Copy out each line below that contains the string "foal", keeping every such line whole.

* **SUPPLIED RECORDS**
——————
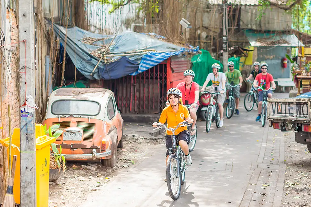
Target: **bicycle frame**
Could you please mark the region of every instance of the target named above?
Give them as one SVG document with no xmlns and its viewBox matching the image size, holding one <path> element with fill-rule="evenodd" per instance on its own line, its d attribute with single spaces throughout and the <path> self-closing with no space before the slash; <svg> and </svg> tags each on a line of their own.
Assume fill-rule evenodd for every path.
<svg viewBox="0 0 311 207">
<path fill-rule="evenodd" d="M 177 145 L 177 142 L 176 141 L 176 135 L 175 134 L 175 130 L 179 127 L 185 126 L 190 126 L 190 125 L 188 125 L 188 122 L 186 121 L 180 123 L 176 127 L 167 128 L 163 124 L 160 124 L 159 125 L 157 128 L 155 129 L 156 129 L 156 128 L 165 128 L 166 130 L 171 132 L 173 133 L 173 134 L 171 136 L 172 137 L 172 148 L 167 149 L 167 150 L 169 151 L 169 156 L 172 154 L 175 154 L 176 157 L 177 158 L 176 161 L 177 162 L 177 174 L 178 176 L 179 175 L 179 174 L 181 172 L 180 169 L 180 155 L 181 155 L 183 156 L 183 153 L 181 152 L 183 151 L 181 149 L 181 148 L 180 146 Z M 183 158 L 184 159 L 184 157 Z"/>
</svg>

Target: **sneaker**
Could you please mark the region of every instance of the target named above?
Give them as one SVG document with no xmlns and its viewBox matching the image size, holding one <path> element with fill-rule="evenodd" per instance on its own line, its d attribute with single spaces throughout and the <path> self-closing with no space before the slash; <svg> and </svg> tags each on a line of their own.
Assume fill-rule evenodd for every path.
<svg viewBox="0 0 311 207">
<path fill-rule="evenodd" d="M 185 162 L 186 162 L 186 164 L 188 166 L 191 165 L 191 164 L 192 164 L 192 160 L 190 154 L 185 156 Z"/>
<path fill-rule="evenodd" d="M 224 125 L 224 120 L 220 120 L 219 121 L 219 127 L 222 127 Z"/>
<path fill-rule="evenodd" d="M 235 110 L 235 114 L 237 115 L 240 114 L 240 112 L 239 111 L 239 109 Z"/>
<path fill-rule="evenodd" d="M 261 116 L 258 116 L 256 118 L 256 121 L 260 121 L 260 118 L 261 118 Z"/>
</svg>

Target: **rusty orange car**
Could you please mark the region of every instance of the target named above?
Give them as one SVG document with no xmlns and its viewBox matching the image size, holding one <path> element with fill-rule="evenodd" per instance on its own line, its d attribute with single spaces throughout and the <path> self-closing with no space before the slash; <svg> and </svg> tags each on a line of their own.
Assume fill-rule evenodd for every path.
<svg viewBox="0 0 311 207">
<path fill-rule="evenodd" d="M 101 161 L 112 167 L 123 147 L 123 120 L 113 92 L 105 88 L 61 88 L 49 98 L 43 124 L 59 124 L 56 140 L 67 160 Z"/>
</svg>

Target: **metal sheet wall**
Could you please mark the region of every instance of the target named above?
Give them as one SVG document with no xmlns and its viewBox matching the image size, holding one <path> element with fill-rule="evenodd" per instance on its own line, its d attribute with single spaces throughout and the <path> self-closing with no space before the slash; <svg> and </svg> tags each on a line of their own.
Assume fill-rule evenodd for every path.
<svg viewBox="0 0 311 207">
<path fill-rule="evenodd" d="M 286 54 L 287 47 L 258 47 L 257 50 L 257 61 L 259 62 L 264 61 L 268 64 L 269 66 L 268 72 L 272 74 L 274 79 L 290 77 L 290 63 L 288 61 L 286 68 L 282 68 L 281 65 L 282 58 L 285 57 Z"/>
<path fill-rule="evenodd" d="M 166 64 L 160 64 L 135 76 L 104 80 L 103 87 L 114 93 L 122 113 L 157 114 L 165 107 L 166 69 Z"/>
</svg>

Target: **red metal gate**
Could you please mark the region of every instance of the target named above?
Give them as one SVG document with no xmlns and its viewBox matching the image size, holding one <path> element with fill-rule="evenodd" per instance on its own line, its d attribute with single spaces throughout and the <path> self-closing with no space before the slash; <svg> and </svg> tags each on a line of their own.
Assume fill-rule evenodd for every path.
<svg viewBox="0 0 311 207">
<path fill-rule="evenodd" d="M 103 87 L 114 93 L 122 113 L 157 114 L 165 107 L 166 69 L 166 64 L 160 64 L 135 76 L 104 80 Z"/>
</svg>

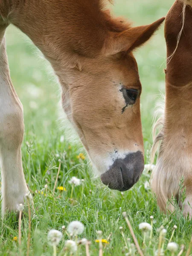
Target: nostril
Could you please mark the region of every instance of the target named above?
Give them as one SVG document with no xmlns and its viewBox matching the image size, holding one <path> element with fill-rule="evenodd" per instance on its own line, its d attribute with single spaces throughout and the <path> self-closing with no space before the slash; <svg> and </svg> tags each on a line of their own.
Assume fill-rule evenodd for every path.
<svg viewBox="0 0 192 256">
<path fill-rule="evenodd" d="M 136 179 L 136 180 L 135 181 L 135 183 L 137 183 L 137 181 L 139 180 L 140 179 L 140 175 L 139 175 L 137 177 Z"/>
</svg>

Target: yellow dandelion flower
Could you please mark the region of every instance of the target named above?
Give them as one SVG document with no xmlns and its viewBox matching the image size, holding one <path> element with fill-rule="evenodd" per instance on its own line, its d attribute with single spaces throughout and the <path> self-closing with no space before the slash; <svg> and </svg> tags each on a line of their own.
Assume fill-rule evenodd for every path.
<svg viewBox="0 0 192 256">
<path fill-rule="evenodd" d="M 85 157 L 82 153 L 80 153 L 79 156 L 77 156 L 77 158 L 78 159 L 82 159 L 84 160 L 85 159 Z"/>
<path fill-rule="evenodd" d="M 100 240 L 97 239 L 95 240 L 96 243 L 99 243 Z M 106 239 L 102 239 L 102 242 L 104 244 L 109 244 L 109 242 Z"/>
<path fill-rule="evenodd" d="M 60 186 L 58 187 L 57 189 L 58 189 L 60 191 L 66 191 L 66 189 L 64 187 L 62 186 Z"/>
<path fill-rule="evenodd" d="M 17 242 L 17 237 L 14 236 L 14 237 L 13 239 L 13 241 L 15 241 L 15 242 Z"/>
</svg>

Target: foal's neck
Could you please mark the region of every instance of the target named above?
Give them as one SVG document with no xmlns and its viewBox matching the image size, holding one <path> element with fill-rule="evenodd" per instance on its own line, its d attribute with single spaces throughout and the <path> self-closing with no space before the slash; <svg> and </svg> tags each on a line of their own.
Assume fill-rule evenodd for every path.
<svg viewBox="0 0 192 256">
<path fill-rule="evenodd" d="M 104 44 L 107 27 L 101 2 L 20 0 L 9 20 L 53 66 L 73 67 L 78 58 L 93 58 Z"/>
</svg>

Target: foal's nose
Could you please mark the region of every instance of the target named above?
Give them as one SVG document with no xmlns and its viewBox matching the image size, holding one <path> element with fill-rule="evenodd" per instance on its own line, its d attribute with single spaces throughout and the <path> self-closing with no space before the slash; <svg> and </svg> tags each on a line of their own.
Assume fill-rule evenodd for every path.
<svg viewBox="0 0 192 256">
<path fill-rule="evenodd" d="M 143 153 L 140 151 L 131 153 L 123 159 L 116 160 L 101 179 L 110 189 L 125 191 L 139 180 L 144 167 Z"/>
</svg>

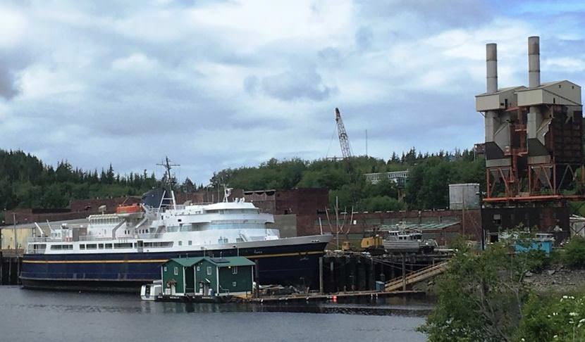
——————
* **FULL SOLUTION**
Target: foal's neck
Target: foal's nose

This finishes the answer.